Red State Sound

There's trouble brewing as Peter Crawley steps out for the CMA music festival in Nashville, Tennessee, and it's not just in the…

There's trouble brewing as Peter Crawley steps out for the CMA music festival in Nashville, Tennessee, and it's not just in the  barrooms. With the US at war, country music is enjoying a peak in its popularity but it's also having difficulties ensuring that its many voices are heard.

A certain tension is brewing in Tootsie's Orchid Lounge, long before the fight eventually breaks out. It's a hot June night in Nashville, Tennessee, and America's most famous honky tonk has become an accidental rendezvous for two irreconcilable factions of country music. Upstairs, the traditionalists suck from their beer bottles and pump their fists to the fantastically raucous and apparently indefatigable house band. Downstairs, lackeys from the ABC television network are clearing away non-ticketholders before a television special with the wholesome country pop stars Sugarland can get underway.

• [Material]:
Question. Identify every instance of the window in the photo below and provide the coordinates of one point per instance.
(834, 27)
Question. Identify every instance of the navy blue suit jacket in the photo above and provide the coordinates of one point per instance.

• [Problem set]:
A – From the Nashville country music article, retype the passage between "A certain tension" and "can get underway.", inclusive.
B – Answer these questions from the Nashville country music article:
(i) Which music festival does Peter Crawley go out for?
(ii) How does the article describe Tootsie's Orchid Lounge?
(iii) Staff from which television network are clearing away non-ticketholders downstairs?
The data has no connection to the article on country music in Nashville.

• [Exercise answers]:
A –
A certain tension is brewing in Tootsie's Orchid Lounge, long before the fight eventually breaks out. It's a hot June night in Nashville, Tennessee, and America's most famous honky tonk has become an accidental rendezvous for two irreconcilable factions of country music. Upstairs, the traditionalists suck from their beer bottles and pump their fists to the fantastically raucous and apparently indefatigable house band. Downstairs, lackeys from the ABC television network are clearing away non-ticketholders before a television special with the wholesome country pop stars Sugarland can get underway.

B –
(i) The CMA music festival in Nashville, Tennessee.
(ii) As America's most famous honky tonk.
(iii) The ABC television network.